▶ **Text block**
++++++++++

-1

I am using the following code to resize pages in a PDF:

from pypdf import PdfReader, PdfWriter, Transformation, PageObject, PaperSize
from pypdf.generic import RectangleObject

reader = PdfReader("input.pdf")
writer = PdfWriter()
for page in reader.pages:
  

  A4_w = PaperSize.A4.width
  A4_h = PaperSize.A4.height

  # resize page to fit *inside* A4
  h = float(page.mediabox.height)
  w = float(page.mediabox.width)
  scale_factor = min(A4_h/h, A4_w/w)

  transform = Transformation().scale(scale_factor,scale_factor).translate(0, A4_h/2 - h*scale_factor/2)
  page.add_transformation(transform)

  page.cropbox = RectangleObject((0, 0, A4_w, A4_h))

  # merge the pages to fit inside A4

  # prepare A4 blank page
  page_A4 = PageObject.create_blank_page(width = A4_w, height = A4_h)
  page.mediabox = page_A4.mediabox
  page_A4.merge_page(page)

  writer.add_page(page_A4)
writer.write('output.pdf')

++++++++++

▶ **Records supplied**

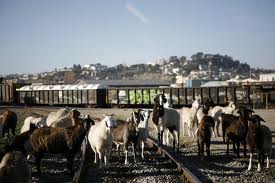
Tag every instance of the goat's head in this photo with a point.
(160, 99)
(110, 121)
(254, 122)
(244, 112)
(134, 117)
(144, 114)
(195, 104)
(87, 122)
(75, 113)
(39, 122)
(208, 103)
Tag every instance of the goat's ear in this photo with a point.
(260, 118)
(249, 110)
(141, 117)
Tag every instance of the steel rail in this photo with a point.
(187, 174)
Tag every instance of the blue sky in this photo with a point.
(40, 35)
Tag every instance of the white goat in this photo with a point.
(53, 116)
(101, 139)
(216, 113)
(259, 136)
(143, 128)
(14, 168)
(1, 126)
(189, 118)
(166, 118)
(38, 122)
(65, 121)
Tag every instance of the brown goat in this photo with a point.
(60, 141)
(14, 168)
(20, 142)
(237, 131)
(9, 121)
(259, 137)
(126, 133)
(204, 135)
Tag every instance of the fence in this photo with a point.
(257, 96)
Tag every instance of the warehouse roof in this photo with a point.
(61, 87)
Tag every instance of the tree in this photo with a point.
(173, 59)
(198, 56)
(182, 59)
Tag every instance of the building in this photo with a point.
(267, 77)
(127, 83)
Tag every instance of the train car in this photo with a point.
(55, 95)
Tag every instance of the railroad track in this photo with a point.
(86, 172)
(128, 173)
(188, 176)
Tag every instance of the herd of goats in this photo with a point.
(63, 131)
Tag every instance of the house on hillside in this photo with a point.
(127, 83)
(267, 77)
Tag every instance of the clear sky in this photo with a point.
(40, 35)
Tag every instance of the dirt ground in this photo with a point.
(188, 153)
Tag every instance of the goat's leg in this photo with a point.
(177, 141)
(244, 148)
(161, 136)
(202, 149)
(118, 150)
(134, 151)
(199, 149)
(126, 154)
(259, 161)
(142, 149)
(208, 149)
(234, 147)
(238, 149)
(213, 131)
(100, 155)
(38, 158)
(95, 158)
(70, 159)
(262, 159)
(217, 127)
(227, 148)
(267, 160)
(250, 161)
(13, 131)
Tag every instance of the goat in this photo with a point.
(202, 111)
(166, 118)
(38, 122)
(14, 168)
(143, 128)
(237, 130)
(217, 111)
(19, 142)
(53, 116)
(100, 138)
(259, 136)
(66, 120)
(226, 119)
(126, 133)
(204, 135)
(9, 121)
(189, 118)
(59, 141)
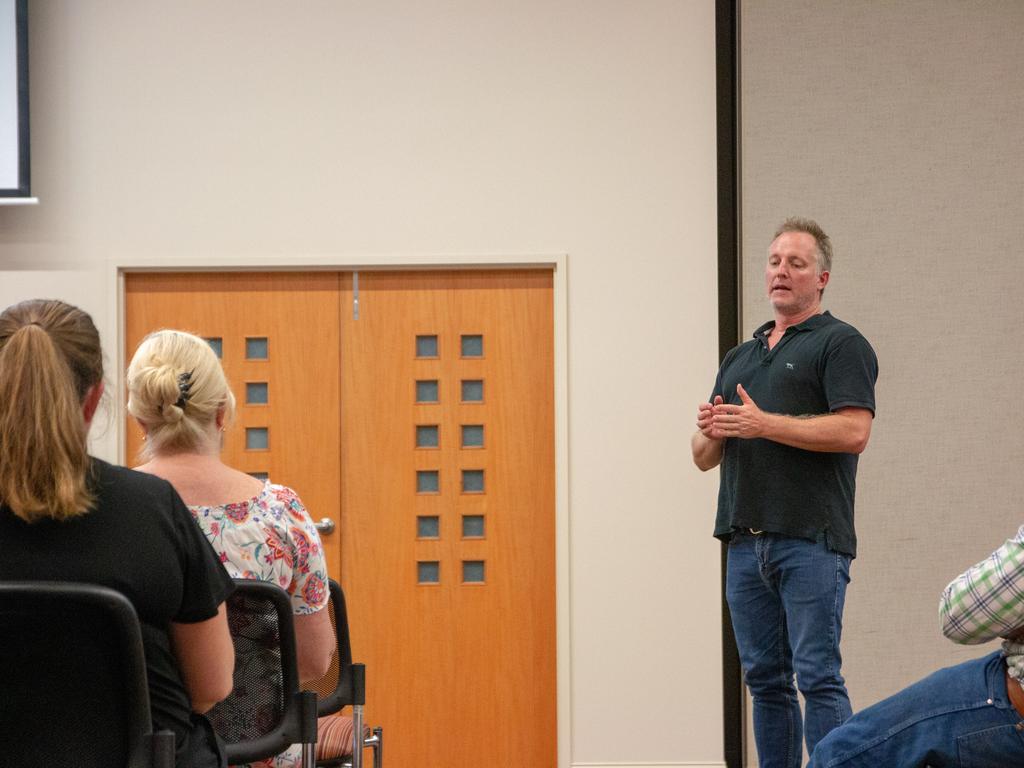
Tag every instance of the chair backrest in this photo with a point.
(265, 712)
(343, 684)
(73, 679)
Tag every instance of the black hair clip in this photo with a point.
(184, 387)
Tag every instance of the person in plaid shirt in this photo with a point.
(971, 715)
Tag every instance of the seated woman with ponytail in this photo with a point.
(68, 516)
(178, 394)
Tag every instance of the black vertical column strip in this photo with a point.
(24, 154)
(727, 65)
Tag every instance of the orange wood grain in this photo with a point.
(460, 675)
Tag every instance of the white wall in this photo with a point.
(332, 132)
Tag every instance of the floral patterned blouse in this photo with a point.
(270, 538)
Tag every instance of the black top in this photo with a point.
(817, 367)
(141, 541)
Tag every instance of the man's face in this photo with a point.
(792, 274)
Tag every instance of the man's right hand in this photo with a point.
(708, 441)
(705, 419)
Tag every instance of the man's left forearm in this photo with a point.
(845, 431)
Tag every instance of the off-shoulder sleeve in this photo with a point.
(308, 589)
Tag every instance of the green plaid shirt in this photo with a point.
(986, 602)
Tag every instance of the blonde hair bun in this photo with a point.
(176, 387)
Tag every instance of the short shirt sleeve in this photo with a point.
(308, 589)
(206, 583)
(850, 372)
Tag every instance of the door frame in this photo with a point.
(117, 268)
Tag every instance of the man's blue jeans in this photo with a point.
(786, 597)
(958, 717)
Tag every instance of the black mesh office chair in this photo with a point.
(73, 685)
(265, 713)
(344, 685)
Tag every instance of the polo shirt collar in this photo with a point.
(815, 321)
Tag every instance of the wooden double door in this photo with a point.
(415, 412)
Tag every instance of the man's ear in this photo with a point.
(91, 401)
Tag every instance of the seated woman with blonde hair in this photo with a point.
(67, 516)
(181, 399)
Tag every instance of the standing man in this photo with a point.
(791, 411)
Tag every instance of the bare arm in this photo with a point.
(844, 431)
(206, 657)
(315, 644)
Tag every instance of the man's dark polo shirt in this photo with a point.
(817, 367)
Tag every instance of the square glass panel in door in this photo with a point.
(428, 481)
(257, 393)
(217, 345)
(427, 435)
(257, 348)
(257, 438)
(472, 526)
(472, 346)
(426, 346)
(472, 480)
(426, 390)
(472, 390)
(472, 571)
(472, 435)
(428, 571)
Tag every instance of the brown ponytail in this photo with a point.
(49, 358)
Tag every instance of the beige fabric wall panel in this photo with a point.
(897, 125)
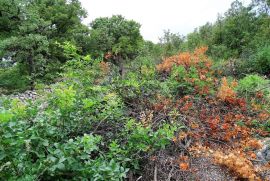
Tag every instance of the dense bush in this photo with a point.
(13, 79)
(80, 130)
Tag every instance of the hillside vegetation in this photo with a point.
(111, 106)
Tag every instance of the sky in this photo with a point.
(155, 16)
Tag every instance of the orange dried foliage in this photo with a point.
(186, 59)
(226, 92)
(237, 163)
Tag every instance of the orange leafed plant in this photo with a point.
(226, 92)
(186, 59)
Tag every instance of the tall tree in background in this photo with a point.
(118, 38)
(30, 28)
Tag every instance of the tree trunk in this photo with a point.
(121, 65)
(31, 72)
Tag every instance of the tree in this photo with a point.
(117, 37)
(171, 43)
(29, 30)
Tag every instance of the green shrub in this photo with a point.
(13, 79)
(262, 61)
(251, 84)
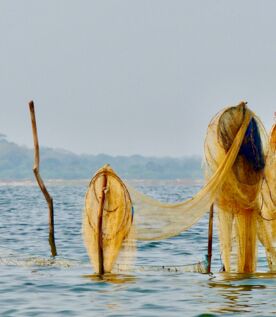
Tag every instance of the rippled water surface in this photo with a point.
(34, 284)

++++++++++

▶ **Given task 1**
Pick out every line of the records that contains the string "orange" and copy each one. Matching is case-sensitive.
▶ **Given task 2**
Continue the post about fitting PDF pages onto A4 with pypdf, starting after its last line.

▶ **Exercise answer 1**
Tag every instance of the orange wood grain in this photo with a point.
Tag every instance of the orange dried foliage in this photo with a point.
Tag every instance of the orange leafed plant in this photo with a point.

▶ **Exercise answer 2**
Source: https://stackoverflow.com/a/75274841/11501160

While this code works fine for the resizing part, I have found that most input files work fine but some input files do not work fine.

I am providing download links to input.pdf and output.pdf files for testing and review. The output file is completely different from the input file. The images are missing, the background colour is different, even the pure text on first page has only the first line visible.

What is interesting is that these difference are only seen when I open the output pdf in Adobe Acrobat, or look at the physically printed pages. The PDF looks perfect when i open in Preview (on MacOS) or open the PDF in my Chrome Browser.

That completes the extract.